▶ [Work required]:
Pick out each line in the listing below that contains the string "negative" and copy those lines out.

━━━━━━

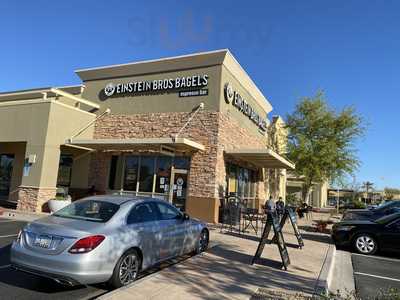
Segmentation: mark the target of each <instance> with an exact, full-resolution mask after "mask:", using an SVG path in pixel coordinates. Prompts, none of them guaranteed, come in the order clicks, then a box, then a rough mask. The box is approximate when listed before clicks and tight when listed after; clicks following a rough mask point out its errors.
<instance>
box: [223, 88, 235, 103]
mask: <svg viewBox="0 0 400 300" xmlns="http://www.w3.org/2000/svg"><path fill="white" fill-rule="evenodd" d="M224 93H225V101H226V103H228V104H229V103H231V102H232V101H233V97H234V96H235V92H234V91H233V88H232V86H231V85H230V83H226V84H225V90H224Z"/></svg>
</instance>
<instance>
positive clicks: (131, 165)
mask: <svg viewBox="0 0 400 300" xmlns="http://www.w3.org/2000/svg"><path fill="white" fill-rule="evenodd" d="M138 169H139V157H138V156H127V157H126V158H125V174H124V190H126V191H136V184H137V179H138V178H137V176H138Z"/></svg>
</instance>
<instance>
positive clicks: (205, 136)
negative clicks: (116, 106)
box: [89, 111, 266, 222]
mask: <svg viewBox="0 0 400 300" xmlns="http://www.w3.org/2000/svg"><path fill="white" fill-rule="evenodd" d="M190 115H191V113H186V112H170V113H151V114H137V115H108V116H106V117H104V118H102V119H100V120H98V121H97V122H96V124H95V132H94V138H95V139H128V138H165V137H169V136H173V135H174V134H176V133H177V132H178V130H179V129H180V128H182V126H183V125H184V124H185V123H186V121H187V120H188V118H189V117H190ZM180 137H185V138H189V139H191V140H193V141H195V142H198V143H201V144H203V145H204V146H205V151H197V152H194V153H193V155H192V157H191V166H190V172H189V179H188V182H189V187H188V198H187V208H188V212H189V213H190V214H192V215H193V216H195V217H198V218H201V219H203V220H206V221H210V222H217V221H218V207H219V198H220V197H222V196H223V195H222V192H223V191H224V189H225V182H226V178H225V176H226V170H225V160H230V161H232V159H231V158H226V157H224V149H238V148H260V147H266V139H265V137H263V136H262V135H261V134H259V135H258V136H257V135H255V134H251V133H249V132H248V130H247V129H245V128H243V127H241V126H240V124H239V123H238V122H237V121H236V120H234V119H233V118H232V117H230V116H228V115H225V114H223V113H220V112H211V111H201V112H199V113H198V114H197V116H196V117H195V118H194V119H193V120H192V121H191V122H190V124H189V125H188V126H187V127H186V128H185V130H184V131H183V132H182V133H181V134H180ZM111 155H112V152H101V151H100V152H96V153H94V154H93V155H92V160H91V170H90V173H89V174H90V175H89V184H90V185H94V186H95V188H96V189H97V190H99V191H105V190H106V189H107V178H108V164H109V162H110V156H111ZM237 163H238V164H241V165H243V166H246V167H249V168H252V169H254V170H257V168H255V167H254V166H251V165H250V164H243V163H240V162H237ZM258 171H259V184H258V185H257V191H256V193H257V197H258V198H260V199H265V188H264V184H263V175H262V171H261V170H258Z"/></svg>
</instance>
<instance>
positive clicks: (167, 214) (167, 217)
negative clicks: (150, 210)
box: [156, 203, 181, 220]
mask: <svg viewBox="0 0 400 300" xmlns="http://www.w3.org/2000/svg"><path fill="white" fill-rule="evenodd" d="M156 206H157V208H158V210H159V213H160V219H161V220H173V219H178V218H180V216H181V213H180V212H179V211H178V210H177V209H176V208H175V207H173V206H170V205H168V204H164V203H156Z"/></svg>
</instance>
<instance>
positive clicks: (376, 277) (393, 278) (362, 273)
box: [354, 272, 400, 282]
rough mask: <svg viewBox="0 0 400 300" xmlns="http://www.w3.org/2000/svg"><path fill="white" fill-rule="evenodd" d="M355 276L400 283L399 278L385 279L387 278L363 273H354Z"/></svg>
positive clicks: (383, 276)
mask: <svg viewBox="0 0 400 300" xmlns="http://www.w3.org/2000/svg"><path fill="white" fill-rule="evenodd" d="M354 275H362V276H369V277H374V278H379V279H385V280H391V281H397V282H400V279H397V278H391V277H385V276H378V275H373V274H367V273H361V272H354Z"/></svg>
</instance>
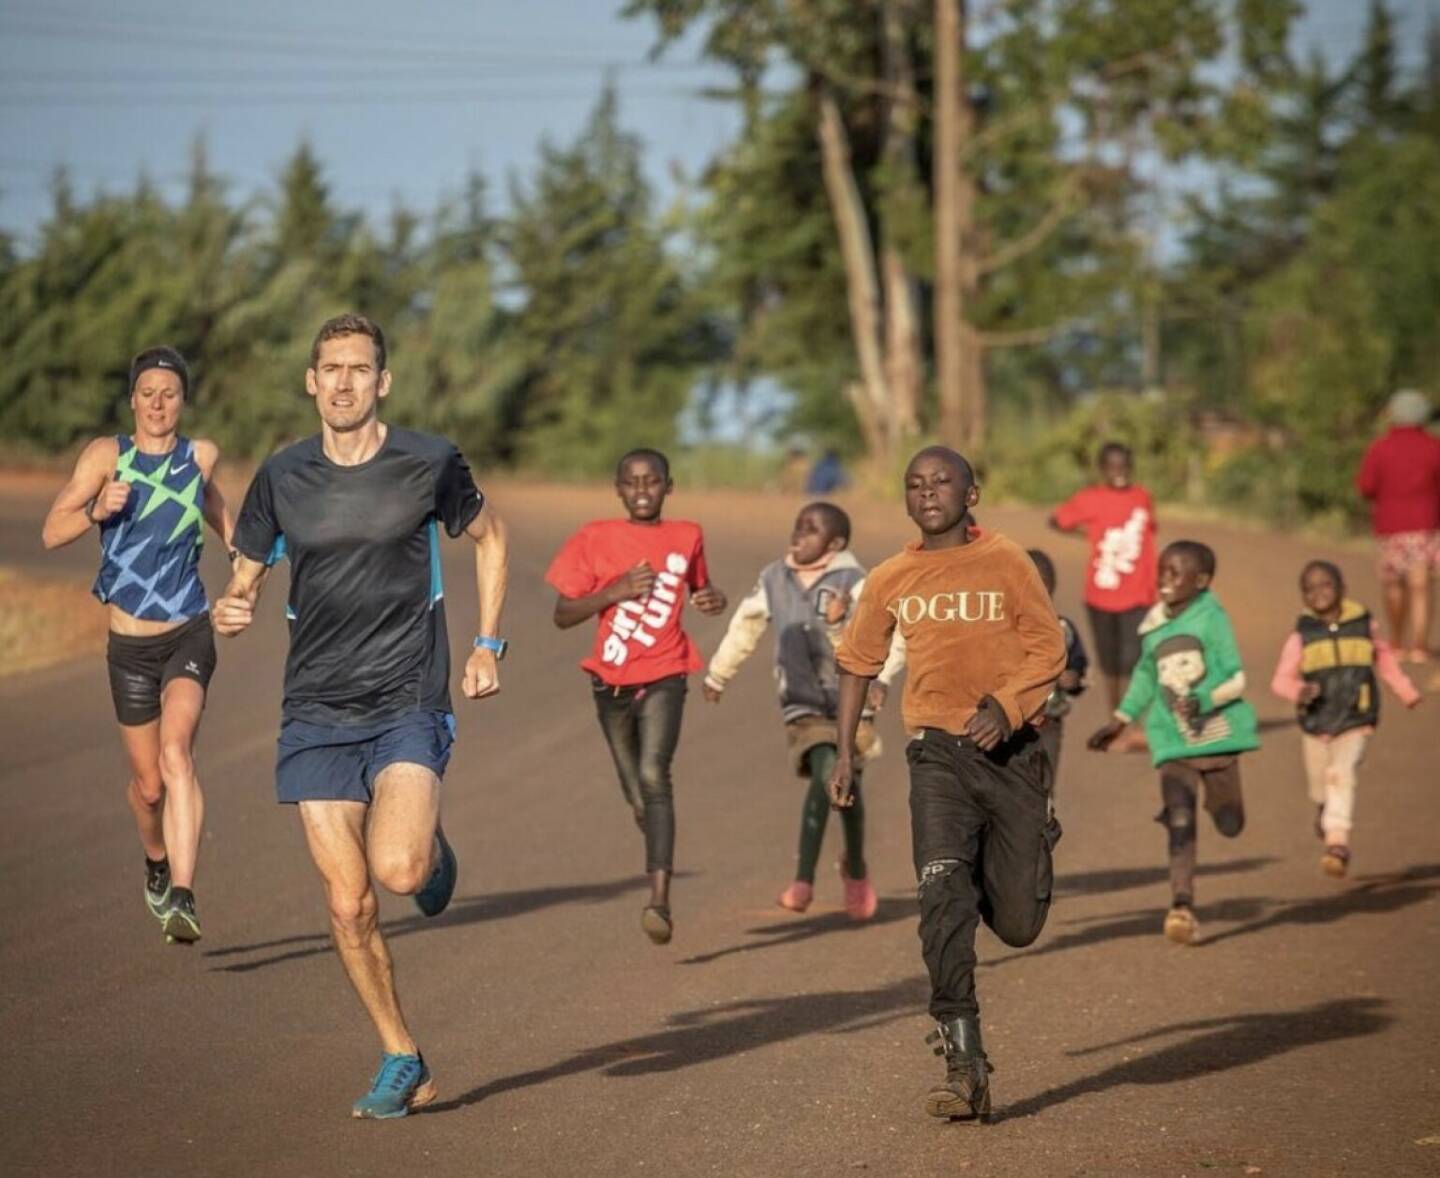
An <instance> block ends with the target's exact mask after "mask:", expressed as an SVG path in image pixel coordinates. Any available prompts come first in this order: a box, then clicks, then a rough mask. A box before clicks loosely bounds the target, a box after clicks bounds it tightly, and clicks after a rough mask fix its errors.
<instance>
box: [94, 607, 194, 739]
mask: <svg viewBox="0 0 1440 1178" xmlns="http://www.w3.org/2000/svg"><path fill="white" fill-rule="evenodd" d="M105 662H107V665H108V667H109V693H111V696H114V698H115V719H117V720H120V723H122V724H127V726H134V724H148V723H150V721H151V720H156V719H157V717H158V716H160V694H161V693H163V691H164V690H166V684H167V683H170V680H173V678H193V680H194V681H196V683H199V684H200V687H202V688H209V685H210V675H213V674H215V631H212V629H210V615H209V613H202V615H199V616H197V618H192V619H190V621H189V622H186V624H184V625H180V626H176V628H174V629H171V631H166V632H164V634H157V635H154V637H153V638H131V637H130V635H125V634H115V632H114V631H112V632H111V635H109V647H108V648H107V651H105Z"/></svg>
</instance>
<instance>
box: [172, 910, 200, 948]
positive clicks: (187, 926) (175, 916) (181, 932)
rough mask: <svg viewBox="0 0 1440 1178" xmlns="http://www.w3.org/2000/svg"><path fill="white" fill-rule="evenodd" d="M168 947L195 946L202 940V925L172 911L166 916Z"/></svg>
mask: <svg viewBox="0 0 1440 1178" xmlns="http://www.w3.org/2000/svg"><path fill="white" fill-rule="evenodd" d="M164 930H166V945H193V943H194V942H197V940H199V939H200V925H199V922H196V920H192V919H190V917H187V916H186V914H184V913H183V912H177V910H176V909H171V910H170V912H168V913H167V916H166V925H164Z"/></svg>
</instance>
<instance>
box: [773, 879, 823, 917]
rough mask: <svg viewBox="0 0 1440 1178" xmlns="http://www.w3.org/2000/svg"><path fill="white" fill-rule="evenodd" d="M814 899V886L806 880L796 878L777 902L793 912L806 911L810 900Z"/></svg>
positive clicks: (803, 911) (777, 900)
mask: <svg viewBox="0 0 1440 1178" xmlns="http://www.w3.org/2000/svg"><path fill="white" fill-rule="evenodd" d="M814 899H815V889H814V886H812V884H808V883H805V881H804V880H796V881H795V883H792V884H791V886H789V887H788V889H785V891H782V893H780V899H779V900H776V902H775V903H778V904H779V906H780V907H782V909H789V910H791V912H805V909H808V907H809V902H811V900H814Z"/></svg>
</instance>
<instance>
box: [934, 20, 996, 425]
mask: <svg viewBox="0 0 1440 1178" xmlns="http://www.w3.org/2000/svg"><path fill="white" fill-rule="evenodd" d="M963 55H965V3H963V0H935V105H936V115H935V255H936V256H935V353H936V377H937V386H939V400H940V439H942V441H943V442H945V444H946V445H952V446H956V448H958V449H965V451H975V449H976V448H979V445H981V444H982V441H984V438H985V425H986V422H985V357H984V343H982V341H981V337H979V333H978V331H976V330H975V328H973V327H972V325H971V323H969V320H968V318H966V308H968V304H969V302H971V301H972V300H973V298H975V294H976V291H978V287H979V261H978V256H976V240H975V183H973V180H971V177H969V174H968V173H966V171H965V168H963V167H962V164H960V157H962V153H963V150H965V144H966V143H968V141H969V138H971V135H972V134H973V125H975V118H973V112H972V109H971V104H969V99H968V98H966V96H965V66H963Z"/></svg>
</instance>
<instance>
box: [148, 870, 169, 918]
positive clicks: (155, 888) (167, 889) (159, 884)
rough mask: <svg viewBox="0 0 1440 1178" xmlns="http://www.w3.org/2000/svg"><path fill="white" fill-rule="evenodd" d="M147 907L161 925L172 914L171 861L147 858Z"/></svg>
mask: <svg viewBox="0 0 1440 1178" xmlns="http://www.w3.org/2000/svg"><path fill="white" fill-rule="evenodd" d="M145 907H147V909H148V910H150V914H151V916H153V917H156V920H158V922H160V923H161V925H163V923H164V920H166V914H167V913H168V912H170V860H167V858H163V860H160V861H158V863H157V861H156V860H153V858H150V857H148V855H147V857H145Z"/></svg>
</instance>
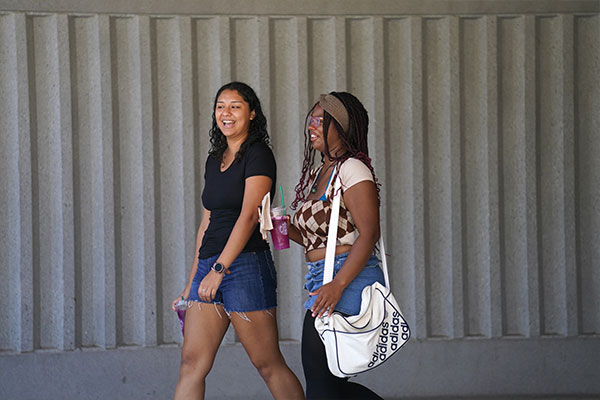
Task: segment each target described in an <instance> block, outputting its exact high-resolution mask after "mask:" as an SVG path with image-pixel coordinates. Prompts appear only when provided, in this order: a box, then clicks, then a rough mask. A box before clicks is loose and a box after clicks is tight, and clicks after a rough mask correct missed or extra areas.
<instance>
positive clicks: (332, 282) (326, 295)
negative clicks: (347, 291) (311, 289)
mask: <svg viewBox="0 0 600 400" xmlns="http://www.w3.org/2000/svg"><path fill="white" fill-rule="evenodd" d="M343 291H344V288H343V287H342V286H341V285H339V284H337V283H336V282H335V280H333V281H331V282H329V283H328V284H326V285H323V286H321V287H320V288H318V289H317V290H315V291H314V292H311V293H309V294H310V295H311V296H315V295H316V296H317V300H315V304H313V306H312V308H311V310H310V311H311V312H312V316H313V317H314V316H318V317H319V318H321V317H322V316H323V314H325V313H327V314H328V315H331V313H333V309H334V308H335V306H336V304H337V303H338V301H340V298H341V297H342V292H343Z"/></svg>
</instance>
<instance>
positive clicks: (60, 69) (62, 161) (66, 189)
mask: <svg viewBox="0 0 600 400" xmlns="http://www.w3.org/2000/svg"><path fill="white" fill-rule="evenodd" d="M56 19H57V28H58V29H57V37H58V61H59V90H60V92H59V93H60V126H61V147H62V149H61V155H62V159H61V163H62V175H63V178H62V180H63V183H62V188H61V191H62V207H63V211H62V215H63V221H62V227H63V228H62V229H63V265H62V273H61V279H63V292H62V293H61V296H62V298H63V309H64V311H63V312H64V322H63V323H64V328H63V337H62V340H63V349H73V348H75V235H74V220H73V212H74V209H73V176H74V172H73V133H72V132H73V129H72V125H73V114H72V106H71V95H72V93H71V79H72V77H71V63H70V60H71V58H70V46H69V45H70V41H69V30H68V26H69V21H68V17H67V16H66V15H57V16H56Z"/></svg>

━━━━━━

▶ [Solution for this problem]:
negative clicks: (116, 106)
negative clicks: (150, 210)
negative clicks: (347, 291) (311, 289)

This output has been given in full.